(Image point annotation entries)
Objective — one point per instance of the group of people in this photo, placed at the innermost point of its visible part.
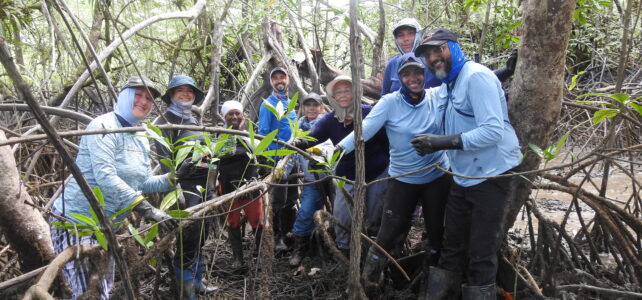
(440, 130)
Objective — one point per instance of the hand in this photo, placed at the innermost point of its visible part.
(148, 212)
(314, 150)
(430, 143)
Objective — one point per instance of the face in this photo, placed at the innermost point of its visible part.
(413, 78)
(280, 81)
(438, 60)
(143, 102)
(183, 93)
(311, 109)
(406, 38)
(234, 118)
(342, 92)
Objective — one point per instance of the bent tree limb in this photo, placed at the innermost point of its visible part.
(105, 223)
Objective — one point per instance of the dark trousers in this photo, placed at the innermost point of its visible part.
(400, 202)
(473, 232)
(283, 200)
(190, 240)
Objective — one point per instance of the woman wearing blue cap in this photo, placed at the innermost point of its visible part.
(119, 164)
(182, 92)
(404, 114)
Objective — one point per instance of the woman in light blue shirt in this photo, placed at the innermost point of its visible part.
(404, 114)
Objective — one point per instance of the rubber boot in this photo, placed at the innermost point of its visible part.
(443, 284)
(300, 247)
(373, 266)
(258, 233)
(484, 292)
(237, 247)
(186, 287)
(199, 286)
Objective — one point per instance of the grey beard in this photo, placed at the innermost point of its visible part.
(441, 74)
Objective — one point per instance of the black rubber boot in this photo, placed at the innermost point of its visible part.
(237, 247)
(373, 266)
(484, 292)
(300, 247)
(443, 284)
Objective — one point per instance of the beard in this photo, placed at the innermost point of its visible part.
(443, 72)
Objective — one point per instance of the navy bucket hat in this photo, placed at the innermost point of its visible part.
(179, 80)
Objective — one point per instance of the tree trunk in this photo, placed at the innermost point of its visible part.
(537, 89)
(24, 227)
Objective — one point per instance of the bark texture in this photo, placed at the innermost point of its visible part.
(24, 227)
(537, 90)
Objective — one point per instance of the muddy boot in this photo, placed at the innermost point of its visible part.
(258, 233)
(237, 247)
(373, 266)
(199, 287)
(443, 284)
(186, 287)
(484, 292)
(300, 247)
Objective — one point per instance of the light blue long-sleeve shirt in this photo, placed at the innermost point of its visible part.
(477, 109)
(118, 163)
(268, 122)
(403, 122)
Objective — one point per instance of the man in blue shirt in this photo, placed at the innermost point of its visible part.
(480, 142)
(282, 198)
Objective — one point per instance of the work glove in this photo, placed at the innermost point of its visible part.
(148, 212)
(507, 71)
(430, 143)
(338, 148)
(314, 150)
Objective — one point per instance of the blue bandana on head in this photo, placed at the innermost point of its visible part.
(458, 60)
(125, 106)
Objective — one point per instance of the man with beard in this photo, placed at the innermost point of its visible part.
(282, 198)
(480, 142)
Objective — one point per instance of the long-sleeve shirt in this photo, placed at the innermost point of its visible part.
(402, 122)
(118, 163)
(376, 149)
(476, 109)
(268, 122)
(391, 81)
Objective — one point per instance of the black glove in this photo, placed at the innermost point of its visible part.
(507, 71)
(429, 143)
(147, 211)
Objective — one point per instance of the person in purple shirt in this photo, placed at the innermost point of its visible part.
(335, 126)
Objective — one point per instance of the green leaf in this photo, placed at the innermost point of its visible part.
(82, 218)
(151, 234)
(182, 153)
(292, 104)
(279, 152)
(177, 213)
(637, 107)
(265, 142)
(170, 199)
(100, 237)
(536, 149)
(574, 80)
(604, 114)
(272, 109)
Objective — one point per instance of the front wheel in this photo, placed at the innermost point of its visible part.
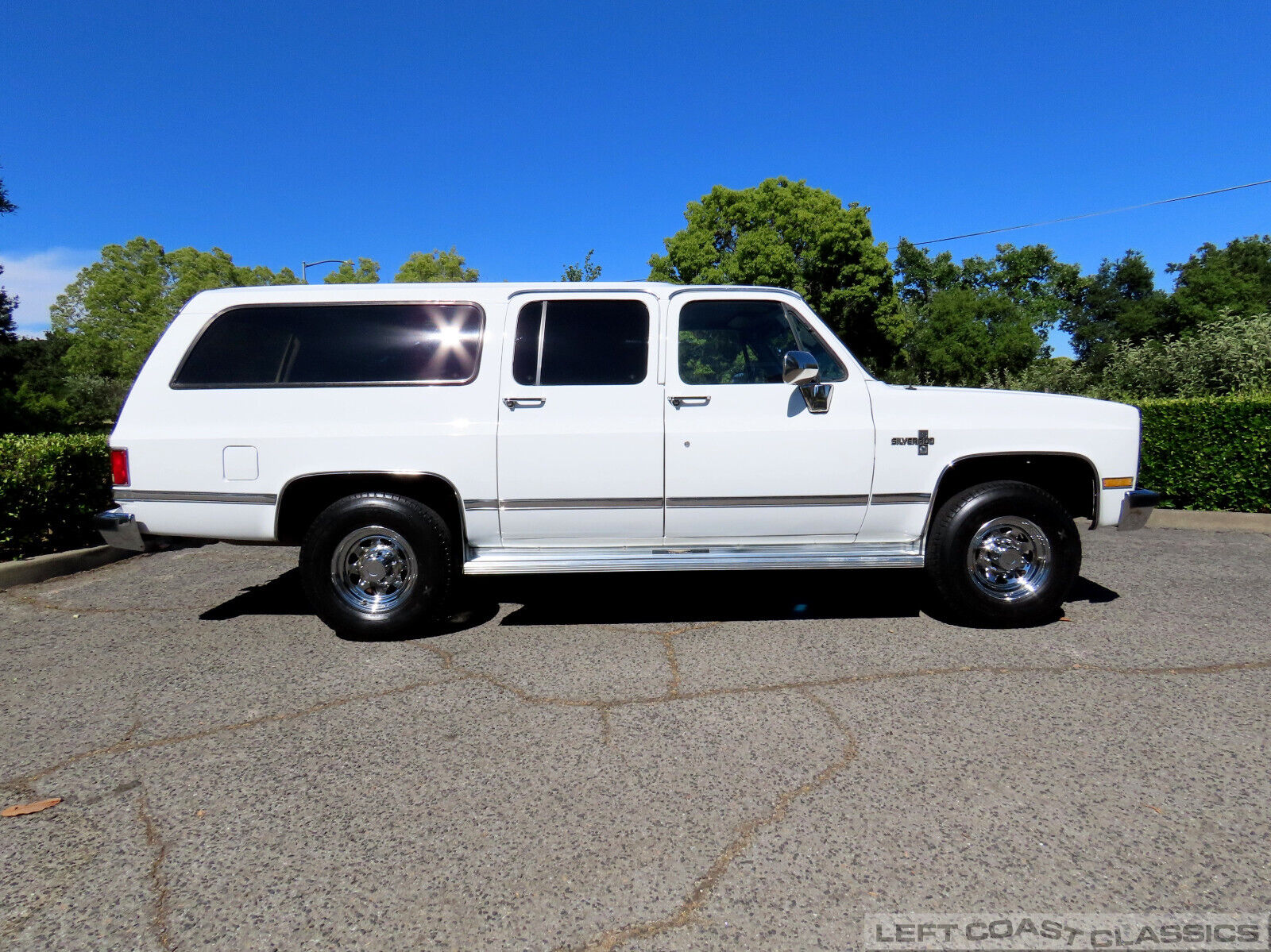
(1003, 554)
(378, 566)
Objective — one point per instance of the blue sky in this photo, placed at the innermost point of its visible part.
(527, 133)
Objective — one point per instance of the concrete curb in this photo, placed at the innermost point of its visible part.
(1211, 522)
(40, 569)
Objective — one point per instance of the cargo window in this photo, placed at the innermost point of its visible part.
(336, 345)
(581, 342)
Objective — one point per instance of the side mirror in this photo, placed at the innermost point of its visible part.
(800, 369)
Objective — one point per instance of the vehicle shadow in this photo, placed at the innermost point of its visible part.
(661, 598)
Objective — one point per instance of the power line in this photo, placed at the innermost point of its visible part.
(1096, 214)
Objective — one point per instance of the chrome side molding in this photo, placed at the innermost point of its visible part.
(627, 558)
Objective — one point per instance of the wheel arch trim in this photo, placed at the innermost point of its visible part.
(947, 467)
(411, 473)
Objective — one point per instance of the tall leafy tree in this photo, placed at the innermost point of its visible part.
(366, 272)
(438, 266)
(1120, 303)
(964, 323)
(582, 271)
(786, 234)
(114, 310)
(1234, 279)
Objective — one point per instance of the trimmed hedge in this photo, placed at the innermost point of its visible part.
(51, 484)
(1207, 453)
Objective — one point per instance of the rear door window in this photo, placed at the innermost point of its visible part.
(581, 344)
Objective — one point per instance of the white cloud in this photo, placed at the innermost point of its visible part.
(37, 279)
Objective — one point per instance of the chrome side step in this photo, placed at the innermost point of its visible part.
(654, 558)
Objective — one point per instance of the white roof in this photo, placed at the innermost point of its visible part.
(478, 291)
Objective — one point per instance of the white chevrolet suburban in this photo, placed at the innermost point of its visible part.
(404, 435)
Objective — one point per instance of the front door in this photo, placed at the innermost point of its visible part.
(747, 461)
(580, 420)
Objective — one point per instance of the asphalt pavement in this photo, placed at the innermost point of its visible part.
(642, 761)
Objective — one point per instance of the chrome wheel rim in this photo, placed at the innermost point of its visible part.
(374, 569)
(1010, 558)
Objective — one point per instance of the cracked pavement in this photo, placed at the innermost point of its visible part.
(639, 761)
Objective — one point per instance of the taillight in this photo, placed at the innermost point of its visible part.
(120, 467)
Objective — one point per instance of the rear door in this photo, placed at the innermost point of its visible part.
(580, 420)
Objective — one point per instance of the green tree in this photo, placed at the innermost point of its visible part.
(438, 266)
(786, 234)
(1120, 303)
(963, 323)
(582, 271)
(368, 272)
(1217, 279)
(114, 310)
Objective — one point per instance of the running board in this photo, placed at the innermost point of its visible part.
(628, 558)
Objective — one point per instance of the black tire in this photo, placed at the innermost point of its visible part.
(1003, 554)
(396, 585)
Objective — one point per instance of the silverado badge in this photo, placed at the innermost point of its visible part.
(921, 441)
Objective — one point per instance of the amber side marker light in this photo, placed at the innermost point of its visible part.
(120, 467)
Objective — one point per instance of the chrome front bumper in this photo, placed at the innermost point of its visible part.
(120, 529)
(1135, 509)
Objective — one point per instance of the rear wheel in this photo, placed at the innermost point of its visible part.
(1003, 554)
(378, 566)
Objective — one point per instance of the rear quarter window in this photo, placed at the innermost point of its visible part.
(334, 345)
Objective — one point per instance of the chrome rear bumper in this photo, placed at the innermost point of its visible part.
(1135, 509)
(120, 529)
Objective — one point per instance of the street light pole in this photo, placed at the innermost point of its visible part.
(307, 264)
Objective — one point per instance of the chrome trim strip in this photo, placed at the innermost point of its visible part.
(618, 503)
(181, 496)
(633, 560)
(754, 501)
(656, 503)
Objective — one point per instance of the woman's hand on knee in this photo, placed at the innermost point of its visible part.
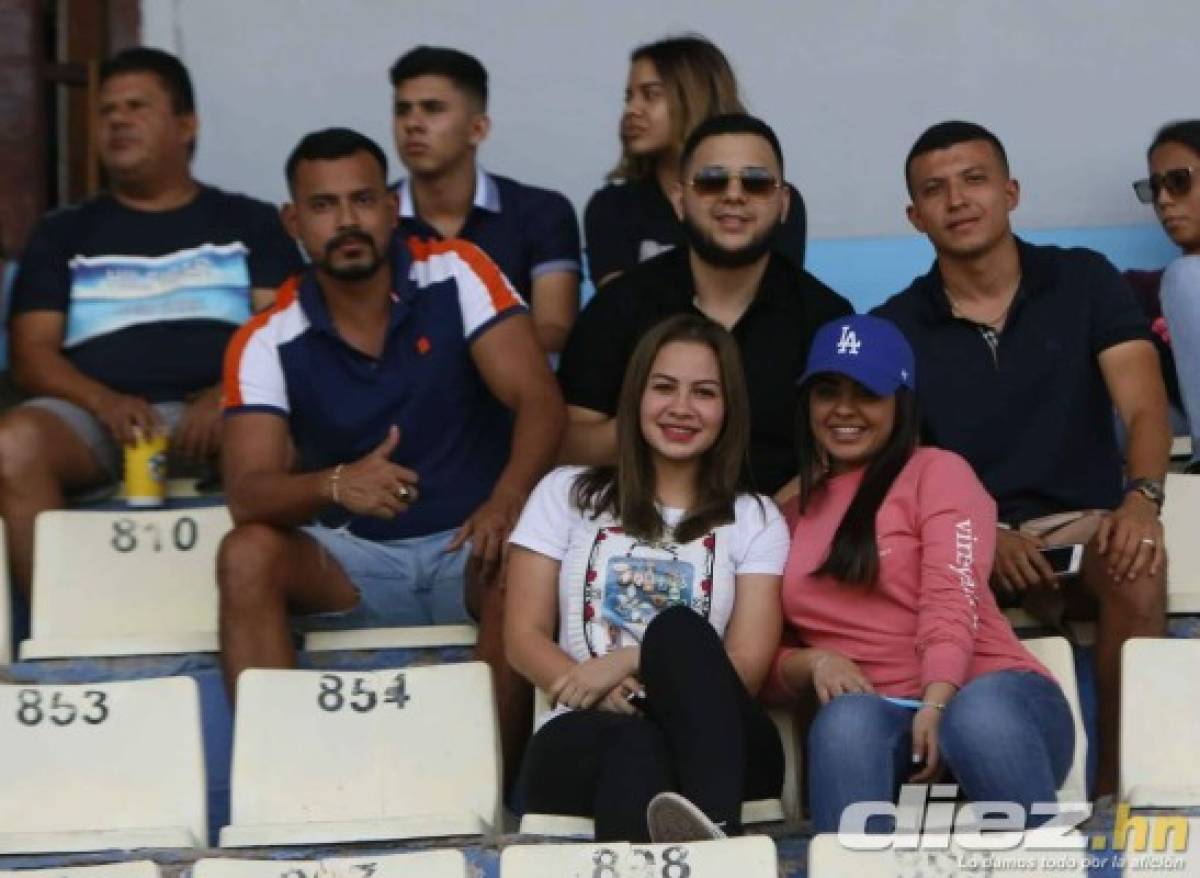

• What is being asked: Locate every row above that contains the word "window" and copy each of those rows in full.

• Solution:
Objective — one point per instance of the cargo window in this photo, placed at the innermost point of its visible part.
Objective — one point per instance of the rear door window in this photo, placed at the innermost point of its visible part.
Objective — one point per instance of the rear quarter window in this photo, placed at the innermost point of its visible part.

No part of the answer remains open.